**DOCUMENT TEXT:**

◆ ◆ ◆ ◆ ◆ ◆ ◆

Members of the Assembly turned their attention to the private rented sector on 20 June, during a debate on the landlord registration scheme.  The debate came about on foot of a motion by Sinn Féin that the Minister urgently review the landlord registration scheme and an amendment to the scheme regulations, proposed by the Alliance Party, which calls for the regulation of letting agencies.

The landlord registration scheme was introduced in February 2014.  Figures issued in March 2016 stated that over 46000 landlords have registered with the scheme providing details of over 97,500 tenancies. Based on 2011 census figures, this suggests that 98% of private tenancies are registered.

Private rented sector in Northern Ireland receives over £300m through housing benefit

Alex Maskey, Sinn Féin MLA for West Belfast, opened the debate and acknowledged that the vast majority of landlords are very professional and provide very good accommodation. However, the sector is in receipt of £300m plus in housing benefit, based on figures from 2013-14, a large amount of public money paid out to a sector that Mr Maskey believes is not as regulated as it should be. This view was echoed by Mr Maskey’s party colleague Carál Ní Chuilín, who stressed the importance of ensuring that public money is being protected.

Parties call for regulation of letting agents to improve standards and accountability

The Alliance Party amendment calls for the regulation of letting agents.  Mr Stewart Dickson, Alliance Party MLA for East Belfast proposed this amendment and welcomed the opportunity to debate the motion moved by Sinn Féin.  Mr Dickson praised the landlord registration scheme “for bringing hidden landlords into the open for the first time”.  Making reference to research carried out by the Private Tenants Forum with the support of Housing Rights, Mr Dickson stated that the unregulated nature of the private rented sector allows a number of letting agents to fabricate fees and to treat a now vital sector as a money making scheme.   Mr Dickson called this practice unjust and unfair and hopes that the Alliance Party amendment will help tackle a practice that “preys on people in desperation and treats them as victims rather than as clients”.  Housing Rights has previously investigated this issue in a 2015 briefing paper on the need to regulate these fees.

Mr Roy Beggs, Ulster Unionist MLA for East Antrim, reminded the Assembly that agents often have no involvement in a tenancy beyond sourcing tenants and pointed out that this can create confusion over delineation of responsibility.  Acknowledging this, Mr Dickson stated that it is vital that responsibility is clearly set out in appropriate agreements relating to the tenancy.

Paula Bradshaw, Alliance Party MLA for South Belfast, believes that this amendment will bring about an equitable and balanced structure between the basic needs of the tenant to secure shelter and the commercial needs of the landlord and the business. 

MLAs highlight constituents’ fears and concerns about renting privately

Mr Jonathan Bell, Democratic Unionist Party MLA for Strangford, declared an interest as a landlord, and spoke in support of the Sinn Féin motion and the Alliance amendment.  He stressed the importance of striking a necessary balance between the landlord and the tenant and in looking at ways of protecting both tenants and landlords, many of whom provide a vital service.  His primary concerns about the private rented sector related to affordability issues and landlords who are acting irresponsibly by failing to carry out necessary repairs, citing one constituent who continues to have difficulties getting repairs carried out even after involving the council who has statutory powers in this regard.

◆ ◆ ◆ ◆ ◆ ◆ ◆

Collection entries
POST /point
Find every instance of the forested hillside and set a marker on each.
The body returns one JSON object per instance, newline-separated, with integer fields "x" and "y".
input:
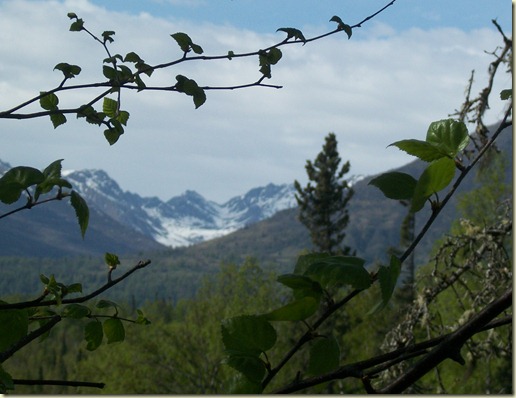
{"x": 275, "y": 243}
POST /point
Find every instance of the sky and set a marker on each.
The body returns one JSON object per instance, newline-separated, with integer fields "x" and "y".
{"x": 400, "y": 71}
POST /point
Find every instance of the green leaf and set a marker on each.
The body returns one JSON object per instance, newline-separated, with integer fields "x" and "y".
{"x": 114, "y": 330}
{"x": 274, "y": 55}
{"x": 76, "y": 311}
{"x": 422, "y": 149}
{"x": 185, "y": 43}
{"x": 6, "y": 381}
{"x": 141, "y": 320}
{"x": 450, "y": 136}
{"x": 388, "y": 278}
{"x": 435, "y": 178}
{"x": 69, "y": 71}
{"x": 293, "y": 32}
{"x": 14, "y": 325}
{"x": 110, "y": 107}
{"x": 346, "y": 28}
{"x": 324, "y": 356}
{"x": 91, "y": 115}
{"x": 81, "y": 211}
{"x": 109, "y": 72}
{"x": 53, "y": 170}
{"x": 107, "y": 36}
{"x": 17, "y": 180}
{"x": 132, "y": 57}
{"x": 340, "y": 270}
{"x": 250, "y": 366}
{"x": 93, "y": 335}
{"x": 304, "y": 261}
{"x": 123, "y": 117}
{"x": 296, "y": 281}
{"x": 77, "y": 26}
{"x": 395, "y": 185}
{"x": 44, "y": 279}
{"x": 112, "y": 135}
{"x": 53, "y": 178}
{"x": 303, "y": 286}
{"x": 48, "y": 102}
{"x": 191, "y": 88}
{"x": 342, "y": 26}
{"x": 106, "y": 304}
{"x": 112, "y": 260}
{"x": 57, "y": 119}
{"x": 505, "y": 94}
{"x": 250, "y": 335}
{"x": 297, "y": 310}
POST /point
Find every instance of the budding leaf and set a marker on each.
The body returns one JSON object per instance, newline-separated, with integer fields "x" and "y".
{"x": 450, "y": 136}
{"x": 69, "y": 71}
{"x": 81, "y": 211}
{"x": 342, "y": 26}
{"x": 114, "y": 330}
{"x": 395, "y": 185}
{"x": 93, "y": 335}
{"x": 48, "y": 102}
{"x": 112, "y": 260}
{"x": 388, "y": 278}
{"x": 185, "y": 43}
{"x": 76, "y": 26}
{"x": 505, "y": 94}
{"x": 324, "y": 356}
{"x": 297, "y": 310}
{"x": 107, "y": 36}
{"x": 293, "y": 32}
{"x": 435, "y": 178}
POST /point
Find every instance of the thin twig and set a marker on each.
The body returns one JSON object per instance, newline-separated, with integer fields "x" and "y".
{"x": 108, "y": 285}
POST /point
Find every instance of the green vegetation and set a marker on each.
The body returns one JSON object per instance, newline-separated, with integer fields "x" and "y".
{"x": 331, "y": 324}
{"x": 323, "y": 206}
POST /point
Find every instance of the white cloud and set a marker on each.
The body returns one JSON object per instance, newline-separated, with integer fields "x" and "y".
{"x": 381, "y": 86}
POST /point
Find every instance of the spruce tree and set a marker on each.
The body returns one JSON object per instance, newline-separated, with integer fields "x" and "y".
{"x": 323, "y": 202}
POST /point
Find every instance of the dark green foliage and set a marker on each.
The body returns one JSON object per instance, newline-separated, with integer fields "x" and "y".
{"x": 323, "y": 202}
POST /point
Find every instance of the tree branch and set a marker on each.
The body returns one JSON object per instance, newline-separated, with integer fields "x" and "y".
{"x": 29, "y": 337}
{"x": 379, "y": 363}
{"x": 108, "y": 285}
{"x": 450, "y": 346}
{"x": 66, "y": 383}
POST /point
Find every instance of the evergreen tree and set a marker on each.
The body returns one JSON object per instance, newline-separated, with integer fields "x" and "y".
{"x": 323, "y": 202}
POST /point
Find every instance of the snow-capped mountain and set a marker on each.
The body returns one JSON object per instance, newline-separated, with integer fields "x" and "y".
{"x": 182, "y": 220}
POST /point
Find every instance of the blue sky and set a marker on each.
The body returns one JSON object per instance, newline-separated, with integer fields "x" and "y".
{"x": 266, "y": 16}
{"x": 402, "y": 70}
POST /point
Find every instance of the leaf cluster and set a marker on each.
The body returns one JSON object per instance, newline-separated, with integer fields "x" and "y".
{"x": 445, "y": 139}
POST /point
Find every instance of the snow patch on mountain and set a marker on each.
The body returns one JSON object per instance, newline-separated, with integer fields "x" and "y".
{"x": 185, "y": 219}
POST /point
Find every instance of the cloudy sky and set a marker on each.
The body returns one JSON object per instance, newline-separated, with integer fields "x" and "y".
{"x": 400, "y": 71}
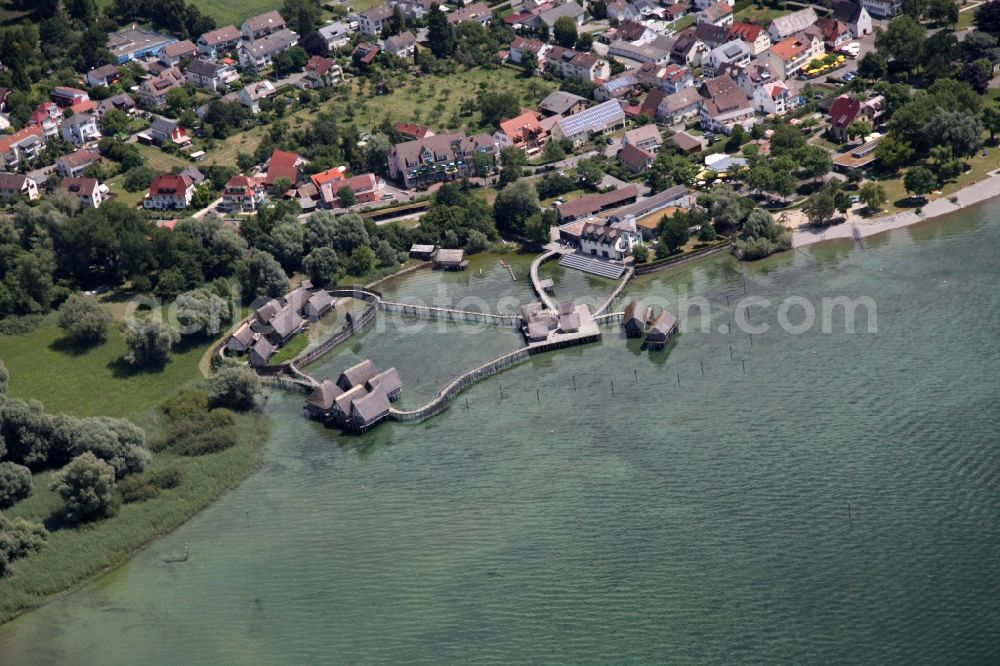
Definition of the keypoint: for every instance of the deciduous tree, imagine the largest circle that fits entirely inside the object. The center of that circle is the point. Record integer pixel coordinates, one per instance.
(83, 319)
(86, 486)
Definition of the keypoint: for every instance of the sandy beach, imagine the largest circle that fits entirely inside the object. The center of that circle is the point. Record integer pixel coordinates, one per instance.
(973, 194)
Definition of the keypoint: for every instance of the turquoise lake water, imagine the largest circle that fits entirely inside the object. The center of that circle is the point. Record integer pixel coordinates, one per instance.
(689, 516)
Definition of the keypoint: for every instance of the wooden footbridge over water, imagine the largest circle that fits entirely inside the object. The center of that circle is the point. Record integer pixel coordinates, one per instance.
(292, 376)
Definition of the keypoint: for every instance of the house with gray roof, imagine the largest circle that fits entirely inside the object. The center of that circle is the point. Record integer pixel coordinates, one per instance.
(559, 103)
(785, 26)
(256, 55)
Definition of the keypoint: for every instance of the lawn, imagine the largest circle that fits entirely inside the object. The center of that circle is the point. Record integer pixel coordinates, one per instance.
(898, 198)
(224, 11)
(155, 159)
(91, 382)
(72, 555)
(966, 16)
(94, 381)
(436, 101)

◆ ◆ ◆ ◆ ◆ ◆ ◆

**WORK TO COMPLETE:**
1 – Repeat everything in the text on the landlord registration debate from "Alex Maskey, Sinn" down to "is being protected.".
2 – Edit everything in the listing from the line containing "Definition of the keypoint: for every instance of the wooden" down to the end of the listing by replacing "lawn" with "meadow". Return only those lines, otherwise unchanged.
The listing has no connection to the text on the landlord registration debate.

**EXERCISE RESPONSES:**
1 –
Alex Maskey, Sinn Féin MLA for West Belfast, opened the debate and acknowledged that the vast majority of landlords are very professional and provide very good accommodation. However, the sector is in receipt of £300m plus in housing benefit, based on figures from 2013-14, a large amount of public money paid out to a sector that Mr Maskey believes is not as regulated as it should be. This view was echoed by Mr Maskey’s party colleague Carál Ní Chuilín, who stressed the importance of ensuring that public money is being protected.

2 –
Definition of the keypoint: for every instance of the wooden footbridge over water, imagine the largest circle that fits entirely inside the object. The center of that circle is the point. Record integer pixel coordinates, one per instance.
(292, 376)
Definition of the keypoint: for every instance of the house with gray roof, imagine the largest circle that fits entirely inside the object. The center of that circle is the point. Record integer pixel coordinates, one per instance.
(559, 103)
(785, 26)
(256, 55)
Definition of the keypoint: for every instance of the meadow, imagine the largest circle that fits entirely inside the object. The center of that circle is the point. Record integer pixel coordinates, one per instance.
(898, 198)
(224, 11)
(155, 159)
(91, 382)
(72, 555)
(966, 16)
(94, 381)
(436, 101)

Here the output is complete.